§ **TEKS BACAAN**
....
Mancanegara

Zionis di Titik Nadir, Media-media Israel Putar Haluan

Ratusan ribu orang berunjuk rasa di Den Haag, mendesak pemerintah Belanda mengambil tindakan terhadap Israel. 
Ratusan ribu orang berunjuk rasa di Den Haag, mendesak pemerintah Belanda mengambil tindakan terhadap Israel.

REPUBLIKA NETWORK, SEKITARKALTIM – Zionis Israel berada dalam masalah besar. Dukungan besar negara-negara Eropa yang mulai menarik diri seiring derasnya kecaman internasional, membuat negara itu jatuh di titik terendah.

Bahkan, media-media Israel yang sejak awal mendukung genosida ke Gaza, kini ramai-ramai mulai putar haluan. Mereka panik, dan meminta pemerintahan Netanyahu untuk menghentikan serangannya.

Koresponden Channel 14 Israel, Nati Lingerman, mengomentari masalah tekanan Barat.

Scroll untuk membaca

Scroll untuk membaca

Ia mengatakan, "Tsunami politik di Eropa dan ibu kota negara-negara Barat, atau setidaknya di beberapa negara Barat, menyusul meluasnya pertempuran di Gaza dan situasi di Jalur Gaza."

Lengerman berujar, para menteri luar negeri UE sedang mendiskusikan di Brussel mengenai proposal Belanda untuk mempertimbangkan kembali perjanjian kemitraan UE-Israel.

Jerusalem Post, dengan berapi-api mengecam kebijakan terkini para sekutu Israel, menyerukan gencatan senjata.

“Ya, ada beberapa hal yang tidak bisa dilawan: Hamas sebagai sebuah konsep, dan waktu yang hampir habis bagi para sandera. Kreativitas diperlukan saat ini untuk mencapai kesepakatan,” tulis editorialnya.

Situasi Terburuk

Surat kabar Yedioth Ahronoth pada Selasa malam mengutip sumber di Kementerian Luar Negeri Israel yang mengatakan kali ini Israel dalam masalah besar.

“Kita berada dalam situasi terburuk yang pernah kita alami. Ini jauh lebih buruk daripada bencana. Dunia tidak bersama kita.”

Sumber tersebut menyatakan bahwa “sejak November 2023, dunia tidak melihat apa pun selain kematian anak-anak Palestina dan rumah-rumah yang hancur,” dan menekankan bahwa Israel tidak menawarkan solusi atau rencana untuk hari berikutnya, yang ada hanya kematian dan kehancuran.

Ia juga memeringatkan soal "boikot diam-diam" yang menurutnya belum pernah terjadi.

"Hal ini akan meluas dan meningkat, dan kita tidak boleh meremehkan bahayanya." Dia menambahkan bahwa tidak ada seorangpun yang ingin dikaitkan dengan Israel.
....
Tuliskan lanjutan berita di atas tentang media Israel yang putar haluan, dimulai setelah kalimat terakhirnya.

§ **DATA TERSIMPAN**
....
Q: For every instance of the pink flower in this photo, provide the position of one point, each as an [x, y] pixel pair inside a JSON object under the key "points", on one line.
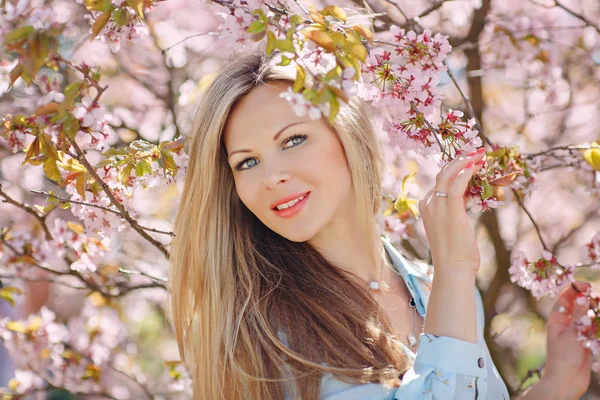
....
§ **JAWABAN LATIHAN**
Menurut surat kabar tersebut, 592 hari setelah dimulainya perang di Gaza, kedudukan Israel di dunia internasional telah mencapai titik terendah.

Dengan tiga sekutu utama merek: Inggris, Prancis, dan Kanada, pada Senin malam mengancam akan menjatuhkan sanksi jika perang di Gaza terus berlanjut.

Kurang dari 24 jam kemudian, Inggris mengumumkan pembatalan negosiasi perjanjian perdagangan bebas di masa depan dengan Israel, memanggil duta besar Israel untuk London, Tzipi Hotovely, untuk meminta teguran, dan menjatuhkan sanksi terhadap sejumlah pemukim.

Yedioth Ahronoth melaporkan sumber-sumber di Gedung Putih juga menyatakan rasa frustrasinya terhadap pemerintah Israel. Amerika mengetahui Israel adalah satu-satunya pihak yang tidak berupaya untuk mencapai kesepakatan yang komprehensif.

Surat kabar tersebut menekankan bahwa pernyataan dan langkah-langkah yang diambil saat ini terhadap Israel juga dapat menimbulkan dampak ekonomi yang serius.

Inggris, misalnya, adalah salah satu mitra dagang terpenting Israel, dengan volume perdagangan sekitar 9 miliar pound sterling, menjadikannya mitra dagang terbesar keempat bagi Israel.

Terisolasi di Panggung Internasional

Mereka menilai ancaman Eropa untuk membatalkan perjanjian kemitraan dengan Israel belum pernah terjadi sebelumnya.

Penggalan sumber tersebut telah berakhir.